Data for processing:
>> Begin

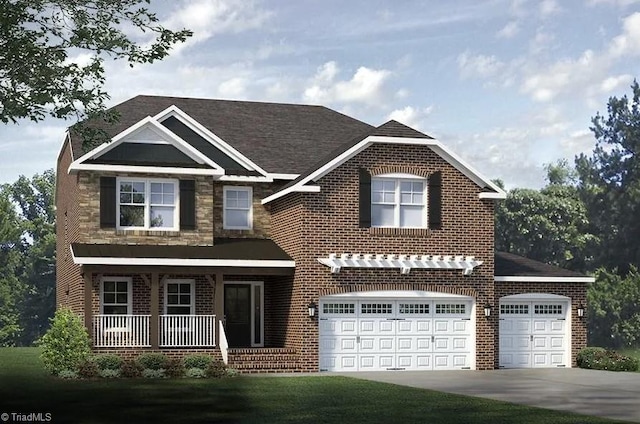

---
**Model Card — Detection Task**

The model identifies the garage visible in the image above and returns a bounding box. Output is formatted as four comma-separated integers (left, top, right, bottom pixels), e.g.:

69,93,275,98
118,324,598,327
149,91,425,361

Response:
499,293,571,368
319,291,475,371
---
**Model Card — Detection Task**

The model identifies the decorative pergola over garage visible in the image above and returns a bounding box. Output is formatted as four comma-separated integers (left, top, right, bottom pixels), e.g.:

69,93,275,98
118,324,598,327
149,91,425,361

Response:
318,253,482,275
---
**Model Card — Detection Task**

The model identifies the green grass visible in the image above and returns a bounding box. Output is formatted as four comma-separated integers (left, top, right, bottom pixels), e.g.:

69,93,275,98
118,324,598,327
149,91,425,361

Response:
0,348,628,424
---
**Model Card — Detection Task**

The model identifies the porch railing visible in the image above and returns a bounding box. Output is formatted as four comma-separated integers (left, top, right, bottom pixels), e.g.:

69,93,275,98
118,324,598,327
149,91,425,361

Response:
160,315,216,347
93,315,151,347
219,320,229,365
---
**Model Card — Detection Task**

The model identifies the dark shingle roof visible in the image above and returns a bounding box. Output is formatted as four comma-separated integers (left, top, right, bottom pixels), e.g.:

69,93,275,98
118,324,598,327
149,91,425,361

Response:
494,252,585,277
72,239,292,261
72,96,373,174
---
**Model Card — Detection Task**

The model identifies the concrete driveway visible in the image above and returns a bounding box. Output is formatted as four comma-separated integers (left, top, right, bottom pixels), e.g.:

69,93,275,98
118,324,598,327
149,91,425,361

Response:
340,368,640,422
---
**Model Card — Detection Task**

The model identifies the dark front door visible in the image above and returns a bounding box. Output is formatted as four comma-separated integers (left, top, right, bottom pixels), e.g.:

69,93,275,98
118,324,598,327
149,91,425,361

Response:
224,284,251,347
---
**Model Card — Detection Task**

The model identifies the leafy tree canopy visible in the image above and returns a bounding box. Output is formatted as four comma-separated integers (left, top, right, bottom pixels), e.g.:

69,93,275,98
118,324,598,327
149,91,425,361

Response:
0,0,192,123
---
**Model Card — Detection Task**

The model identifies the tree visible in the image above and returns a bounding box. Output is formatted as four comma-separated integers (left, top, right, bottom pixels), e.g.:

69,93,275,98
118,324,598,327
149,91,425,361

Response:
11,169,56,345
0,185,25,346
576,81,640,275
495,161,596,271
587,265,640,349
0,0,192,123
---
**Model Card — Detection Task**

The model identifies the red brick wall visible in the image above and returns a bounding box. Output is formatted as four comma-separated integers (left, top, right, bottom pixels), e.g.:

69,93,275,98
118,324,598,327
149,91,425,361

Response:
492,282,587,368
272,144,496,371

>> End

The task: Output as a JSON list of strings, one string per line, the portion of the records that opens at their beginning and closes with the line containing "319,291,475,371", both ends included. Omit blank lines, and leave the pictures out of the answer.

Response:
[
  "---",
  "**Model Card — Detection Task**",
  "The model identifies the garage visible in the image above and returns a bounding box. Output is formatted as four comma-separated integers (left, top, right, bottom pixels), e.g.:",
  "69,93,275,98",
  "118,324,598,327",
  "149,91,425,361",
  "Response:",
  "499,293,571,368",
  "319,291,475,371"
]